▶ What you are asked to do: Scan the entries for lines with the word "lawn" and copy those lines.

Dataset items:
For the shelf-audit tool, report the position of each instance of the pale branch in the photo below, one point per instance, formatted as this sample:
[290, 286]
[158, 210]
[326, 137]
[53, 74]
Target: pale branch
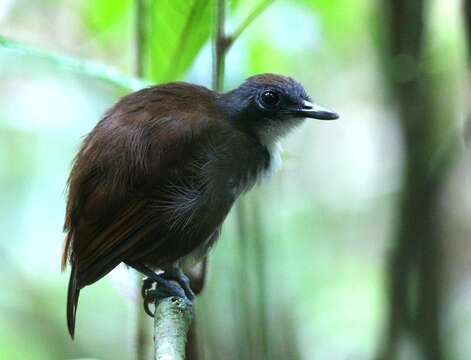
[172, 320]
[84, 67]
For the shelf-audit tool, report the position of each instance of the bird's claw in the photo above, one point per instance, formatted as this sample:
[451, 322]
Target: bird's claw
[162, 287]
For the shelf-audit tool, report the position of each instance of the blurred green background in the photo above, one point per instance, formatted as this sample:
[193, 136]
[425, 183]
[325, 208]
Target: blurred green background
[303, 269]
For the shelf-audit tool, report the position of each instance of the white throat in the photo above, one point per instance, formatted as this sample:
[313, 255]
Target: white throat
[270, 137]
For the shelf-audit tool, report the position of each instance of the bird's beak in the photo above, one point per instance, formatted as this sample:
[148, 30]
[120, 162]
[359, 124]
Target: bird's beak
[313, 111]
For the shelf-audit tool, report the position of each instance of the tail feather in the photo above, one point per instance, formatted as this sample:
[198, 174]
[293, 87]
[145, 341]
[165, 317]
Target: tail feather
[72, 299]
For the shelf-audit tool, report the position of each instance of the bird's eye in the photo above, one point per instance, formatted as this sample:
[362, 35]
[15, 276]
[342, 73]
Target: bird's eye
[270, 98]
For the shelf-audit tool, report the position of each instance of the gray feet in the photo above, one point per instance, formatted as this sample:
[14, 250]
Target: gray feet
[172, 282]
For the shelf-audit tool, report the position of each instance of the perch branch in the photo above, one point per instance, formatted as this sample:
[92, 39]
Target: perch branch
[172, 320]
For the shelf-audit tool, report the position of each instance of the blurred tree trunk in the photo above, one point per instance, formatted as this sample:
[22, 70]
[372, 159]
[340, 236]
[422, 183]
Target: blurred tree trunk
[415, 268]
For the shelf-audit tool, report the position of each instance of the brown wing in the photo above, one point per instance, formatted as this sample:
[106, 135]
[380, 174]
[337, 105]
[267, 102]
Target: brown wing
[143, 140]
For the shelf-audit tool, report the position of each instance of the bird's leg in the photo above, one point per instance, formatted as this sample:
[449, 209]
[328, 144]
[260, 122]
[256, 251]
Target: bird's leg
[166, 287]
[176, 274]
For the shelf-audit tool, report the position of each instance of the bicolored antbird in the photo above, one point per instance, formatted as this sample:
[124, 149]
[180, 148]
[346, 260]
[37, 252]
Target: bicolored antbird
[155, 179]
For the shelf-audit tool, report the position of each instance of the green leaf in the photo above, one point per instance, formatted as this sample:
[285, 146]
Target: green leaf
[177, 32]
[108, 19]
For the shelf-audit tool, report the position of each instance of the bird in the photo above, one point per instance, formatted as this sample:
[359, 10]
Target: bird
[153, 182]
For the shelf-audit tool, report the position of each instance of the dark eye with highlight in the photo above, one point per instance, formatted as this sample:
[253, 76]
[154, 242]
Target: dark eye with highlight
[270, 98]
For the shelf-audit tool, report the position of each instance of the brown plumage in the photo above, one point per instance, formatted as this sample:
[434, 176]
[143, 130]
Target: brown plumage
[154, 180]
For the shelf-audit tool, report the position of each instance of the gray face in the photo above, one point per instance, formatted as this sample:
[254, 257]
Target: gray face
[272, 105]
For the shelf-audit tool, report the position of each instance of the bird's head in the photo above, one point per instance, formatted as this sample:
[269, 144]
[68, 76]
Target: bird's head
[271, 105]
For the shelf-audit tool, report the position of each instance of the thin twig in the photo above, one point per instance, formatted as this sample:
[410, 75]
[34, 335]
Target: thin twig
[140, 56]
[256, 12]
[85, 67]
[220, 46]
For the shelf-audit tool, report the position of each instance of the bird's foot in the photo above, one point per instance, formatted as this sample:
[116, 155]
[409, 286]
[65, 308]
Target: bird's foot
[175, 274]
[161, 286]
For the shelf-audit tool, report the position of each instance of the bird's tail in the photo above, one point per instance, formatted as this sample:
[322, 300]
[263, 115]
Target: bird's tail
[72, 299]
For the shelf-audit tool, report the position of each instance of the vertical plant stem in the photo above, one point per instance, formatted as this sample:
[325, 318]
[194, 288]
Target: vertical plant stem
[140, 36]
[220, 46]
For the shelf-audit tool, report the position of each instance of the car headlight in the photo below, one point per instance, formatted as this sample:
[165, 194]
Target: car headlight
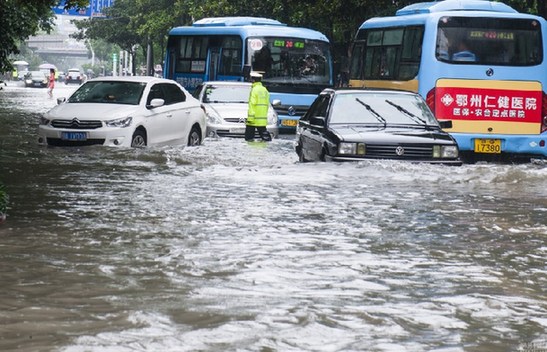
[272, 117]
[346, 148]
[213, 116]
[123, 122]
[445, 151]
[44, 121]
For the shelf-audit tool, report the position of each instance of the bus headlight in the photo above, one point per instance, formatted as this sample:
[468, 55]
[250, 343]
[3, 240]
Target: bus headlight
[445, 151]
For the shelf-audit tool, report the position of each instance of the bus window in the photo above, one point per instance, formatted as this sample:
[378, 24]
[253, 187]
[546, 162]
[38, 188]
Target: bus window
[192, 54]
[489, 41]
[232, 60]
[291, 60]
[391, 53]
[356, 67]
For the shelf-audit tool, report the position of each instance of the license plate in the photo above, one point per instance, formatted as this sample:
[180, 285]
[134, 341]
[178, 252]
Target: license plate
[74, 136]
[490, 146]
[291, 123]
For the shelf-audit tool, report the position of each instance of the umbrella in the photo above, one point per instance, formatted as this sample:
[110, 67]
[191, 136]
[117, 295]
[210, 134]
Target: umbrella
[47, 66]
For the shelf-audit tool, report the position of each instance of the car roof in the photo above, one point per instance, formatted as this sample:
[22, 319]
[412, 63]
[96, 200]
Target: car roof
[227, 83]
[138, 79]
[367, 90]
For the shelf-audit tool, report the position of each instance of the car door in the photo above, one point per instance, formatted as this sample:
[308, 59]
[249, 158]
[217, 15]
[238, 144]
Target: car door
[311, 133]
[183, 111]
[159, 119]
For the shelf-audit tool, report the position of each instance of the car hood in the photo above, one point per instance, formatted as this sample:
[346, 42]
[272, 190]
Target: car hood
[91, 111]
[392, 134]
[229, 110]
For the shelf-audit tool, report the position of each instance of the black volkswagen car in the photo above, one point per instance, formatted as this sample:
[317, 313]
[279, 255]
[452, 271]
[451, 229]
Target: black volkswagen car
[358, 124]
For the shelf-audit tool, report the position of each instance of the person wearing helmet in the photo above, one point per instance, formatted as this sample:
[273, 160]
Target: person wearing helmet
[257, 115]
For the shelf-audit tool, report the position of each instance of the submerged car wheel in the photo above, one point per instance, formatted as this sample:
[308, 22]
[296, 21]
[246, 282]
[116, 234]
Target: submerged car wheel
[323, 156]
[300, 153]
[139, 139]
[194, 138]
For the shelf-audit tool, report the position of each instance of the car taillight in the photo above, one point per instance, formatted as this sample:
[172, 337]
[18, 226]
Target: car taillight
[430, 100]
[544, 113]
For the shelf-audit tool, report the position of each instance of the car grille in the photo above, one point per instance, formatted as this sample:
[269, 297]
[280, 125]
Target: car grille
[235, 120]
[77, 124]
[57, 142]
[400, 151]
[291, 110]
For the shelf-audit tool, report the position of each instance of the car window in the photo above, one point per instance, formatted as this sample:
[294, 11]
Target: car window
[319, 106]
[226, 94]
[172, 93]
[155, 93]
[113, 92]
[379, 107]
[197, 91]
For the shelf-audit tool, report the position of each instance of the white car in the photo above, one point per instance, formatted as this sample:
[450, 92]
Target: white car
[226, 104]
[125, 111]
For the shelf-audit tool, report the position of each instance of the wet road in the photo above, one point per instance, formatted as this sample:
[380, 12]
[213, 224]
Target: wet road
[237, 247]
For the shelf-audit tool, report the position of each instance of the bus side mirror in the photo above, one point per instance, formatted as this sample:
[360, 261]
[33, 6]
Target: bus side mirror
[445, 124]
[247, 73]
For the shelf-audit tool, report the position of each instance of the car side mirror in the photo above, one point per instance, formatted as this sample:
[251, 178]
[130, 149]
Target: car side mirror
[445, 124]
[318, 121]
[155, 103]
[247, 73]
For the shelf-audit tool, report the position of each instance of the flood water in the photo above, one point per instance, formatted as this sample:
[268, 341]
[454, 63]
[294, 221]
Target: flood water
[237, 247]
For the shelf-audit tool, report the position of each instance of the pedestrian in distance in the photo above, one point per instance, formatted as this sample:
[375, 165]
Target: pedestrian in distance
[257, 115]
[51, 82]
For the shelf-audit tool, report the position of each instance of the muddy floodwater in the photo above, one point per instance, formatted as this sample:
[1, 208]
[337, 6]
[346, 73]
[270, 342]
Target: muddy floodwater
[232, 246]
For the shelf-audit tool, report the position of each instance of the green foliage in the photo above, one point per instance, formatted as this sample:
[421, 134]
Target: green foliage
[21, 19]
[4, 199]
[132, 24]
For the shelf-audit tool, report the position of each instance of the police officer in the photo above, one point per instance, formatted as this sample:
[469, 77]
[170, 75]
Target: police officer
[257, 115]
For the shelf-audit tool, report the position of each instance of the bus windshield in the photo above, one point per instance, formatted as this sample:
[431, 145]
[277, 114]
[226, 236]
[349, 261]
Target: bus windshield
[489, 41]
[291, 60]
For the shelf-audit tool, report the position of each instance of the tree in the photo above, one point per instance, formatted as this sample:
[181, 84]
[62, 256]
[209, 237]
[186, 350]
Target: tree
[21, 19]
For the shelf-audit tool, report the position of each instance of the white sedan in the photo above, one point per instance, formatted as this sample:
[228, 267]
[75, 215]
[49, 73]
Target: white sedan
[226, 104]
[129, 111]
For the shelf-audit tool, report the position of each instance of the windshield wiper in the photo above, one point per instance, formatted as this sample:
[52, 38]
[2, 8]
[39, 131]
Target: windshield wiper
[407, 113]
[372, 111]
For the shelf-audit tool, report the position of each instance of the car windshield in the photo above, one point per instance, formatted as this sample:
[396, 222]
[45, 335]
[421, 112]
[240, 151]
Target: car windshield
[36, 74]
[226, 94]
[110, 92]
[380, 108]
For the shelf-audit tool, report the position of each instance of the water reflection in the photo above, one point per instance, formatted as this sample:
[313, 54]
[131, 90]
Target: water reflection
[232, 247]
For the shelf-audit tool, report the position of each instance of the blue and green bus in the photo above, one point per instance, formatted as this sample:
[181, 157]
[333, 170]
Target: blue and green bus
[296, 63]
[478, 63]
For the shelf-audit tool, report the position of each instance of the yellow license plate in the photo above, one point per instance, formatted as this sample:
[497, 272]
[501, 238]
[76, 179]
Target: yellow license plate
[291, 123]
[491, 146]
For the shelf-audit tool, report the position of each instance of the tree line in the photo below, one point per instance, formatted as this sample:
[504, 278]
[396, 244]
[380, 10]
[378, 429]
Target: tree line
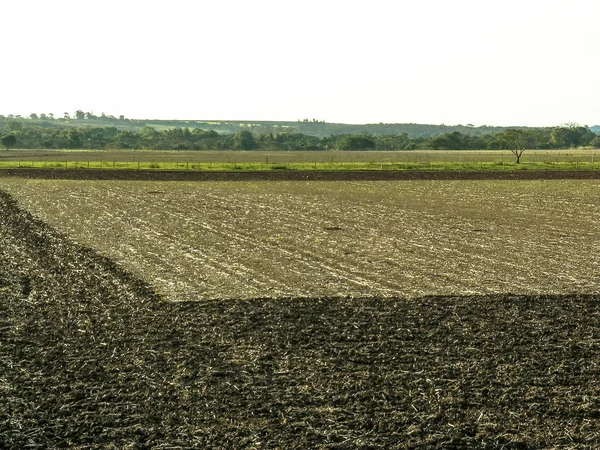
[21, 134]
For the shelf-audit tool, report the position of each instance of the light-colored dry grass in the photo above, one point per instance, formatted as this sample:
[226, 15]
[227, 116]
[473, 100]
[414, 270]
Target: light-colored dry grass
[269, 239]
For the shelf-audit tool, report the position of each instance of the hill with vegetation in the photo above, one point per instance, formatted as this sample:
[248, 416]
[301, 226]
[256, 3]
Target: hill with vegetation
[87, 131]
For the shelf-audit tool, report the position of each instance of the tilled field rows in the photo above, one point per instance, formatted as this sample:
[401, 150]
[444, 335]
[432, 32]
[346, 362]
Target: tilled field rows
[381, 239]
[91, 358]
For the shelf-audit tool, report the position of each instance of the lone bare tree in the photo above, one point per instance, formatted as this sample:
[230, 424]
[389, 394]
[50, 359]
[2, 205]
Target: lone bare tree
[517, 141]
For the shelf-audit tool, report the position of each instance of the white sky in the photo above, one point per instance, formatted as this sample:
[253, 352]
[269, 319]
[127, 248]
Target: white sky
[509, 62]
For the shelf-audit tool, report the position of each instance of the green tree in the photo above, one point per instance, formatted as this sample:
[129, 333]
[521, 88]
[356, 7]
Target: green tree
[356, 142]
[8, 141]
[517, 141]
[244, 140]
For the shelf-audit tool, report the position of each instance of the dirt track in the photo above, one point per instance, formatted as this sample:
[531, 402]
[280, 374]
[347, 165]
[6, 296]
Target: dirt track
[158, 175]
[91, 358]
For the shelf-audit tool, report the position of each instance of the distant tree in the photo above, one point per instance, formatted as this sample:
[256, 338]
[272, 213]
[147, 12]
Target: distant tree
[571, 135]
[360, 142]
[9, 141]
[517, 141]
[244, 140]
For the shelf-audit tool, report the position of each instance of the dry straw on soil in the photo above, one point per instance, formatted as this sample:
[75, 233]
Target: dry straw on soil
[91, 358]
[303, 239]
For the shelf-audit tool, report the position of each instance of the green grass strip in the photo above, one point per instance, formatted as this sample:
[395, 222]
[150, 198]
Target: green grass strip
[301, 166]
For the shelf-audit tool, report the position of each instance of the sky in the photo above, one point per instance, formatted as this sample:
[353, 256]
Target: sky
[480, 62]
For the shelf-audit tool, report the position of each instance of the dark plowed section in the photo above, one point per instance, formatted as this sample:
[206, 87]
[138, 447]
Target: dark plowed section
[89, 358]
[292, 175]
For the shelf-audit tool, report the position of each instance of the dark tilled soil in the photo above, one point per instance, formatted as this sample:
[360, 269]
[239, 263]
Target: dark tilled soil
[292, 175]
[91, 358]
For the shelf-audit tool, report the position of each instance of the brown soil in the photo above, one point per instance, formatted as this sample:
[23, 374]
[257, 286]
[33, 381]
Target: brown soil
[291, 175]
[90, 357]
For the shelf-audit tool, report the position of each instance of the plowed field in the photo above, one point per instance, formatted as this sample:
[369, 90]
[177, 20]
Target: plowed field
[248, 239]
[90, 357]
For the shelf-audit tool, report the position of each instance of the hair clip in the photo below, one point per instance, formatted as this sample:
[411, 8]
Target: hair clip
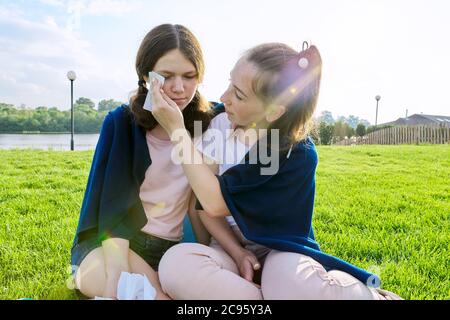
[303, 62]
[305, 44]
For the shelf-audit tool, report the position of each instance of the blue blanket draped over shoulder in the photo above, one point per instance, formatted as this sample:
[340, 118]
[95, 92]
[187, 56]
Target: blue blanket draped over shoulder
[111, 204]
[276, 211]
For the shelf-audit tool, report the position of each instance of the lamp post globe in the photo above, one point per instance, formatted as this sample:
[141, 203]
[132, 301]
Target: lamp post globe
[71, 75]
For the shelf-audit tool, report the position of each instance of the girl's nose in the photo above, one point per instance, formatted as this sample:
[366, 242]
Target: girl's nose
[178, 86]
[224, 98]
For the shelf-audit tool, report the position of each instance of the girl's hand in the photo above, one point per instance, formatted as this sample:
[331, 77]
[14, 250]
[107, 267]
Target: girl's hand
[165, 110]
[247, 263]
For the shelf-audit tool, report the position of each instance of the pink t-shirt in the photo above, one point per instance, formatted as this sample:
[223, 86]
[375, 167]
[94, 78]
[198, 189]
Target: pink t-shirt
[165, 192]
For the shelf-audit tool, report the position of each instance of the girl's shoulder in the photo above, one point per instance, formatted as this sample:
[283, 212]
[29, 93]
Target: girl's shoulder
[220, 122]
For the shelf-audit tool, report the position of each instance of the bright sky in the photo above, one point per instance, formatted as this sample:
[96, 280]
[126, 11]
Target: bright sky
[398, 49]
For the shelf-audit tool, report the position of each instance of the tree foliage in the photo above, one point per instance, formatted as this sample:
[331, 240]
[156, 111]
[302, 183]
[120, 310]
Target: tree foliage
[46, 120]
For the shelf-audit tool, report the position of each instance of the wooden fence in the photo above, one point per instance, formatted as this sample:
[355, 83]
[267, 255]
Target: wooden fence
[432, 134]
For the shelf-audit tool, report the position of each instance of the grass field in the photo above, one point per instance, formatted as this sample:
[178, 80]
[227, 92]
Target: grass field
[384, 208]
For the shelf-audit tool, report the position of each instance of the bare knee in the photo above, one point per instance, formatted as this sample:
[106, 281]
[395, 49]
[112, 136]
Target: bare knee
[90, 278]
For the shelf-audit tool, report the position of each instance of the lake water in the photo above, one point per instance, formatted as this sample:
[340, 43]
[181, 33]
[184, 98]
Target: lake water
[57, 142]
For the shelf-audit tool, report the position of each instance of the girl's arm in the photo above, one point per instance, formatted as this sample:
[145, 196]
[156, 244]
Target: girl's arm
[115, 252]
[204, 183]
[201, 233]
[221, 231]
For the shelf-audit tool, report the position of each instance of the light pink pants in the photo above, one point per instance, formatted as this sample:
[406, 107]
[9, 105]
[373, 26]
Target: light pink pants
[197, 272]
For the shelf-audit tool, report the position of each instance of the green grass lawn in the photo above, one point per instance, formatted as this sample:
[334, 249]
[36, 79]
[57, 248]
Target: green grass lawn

▶ Result of this task:
For the shelf-audit tool, report the position of each instance of the green grass lawn in the photo above, one point per instance, formatted as this sample:
Target: green grass lawn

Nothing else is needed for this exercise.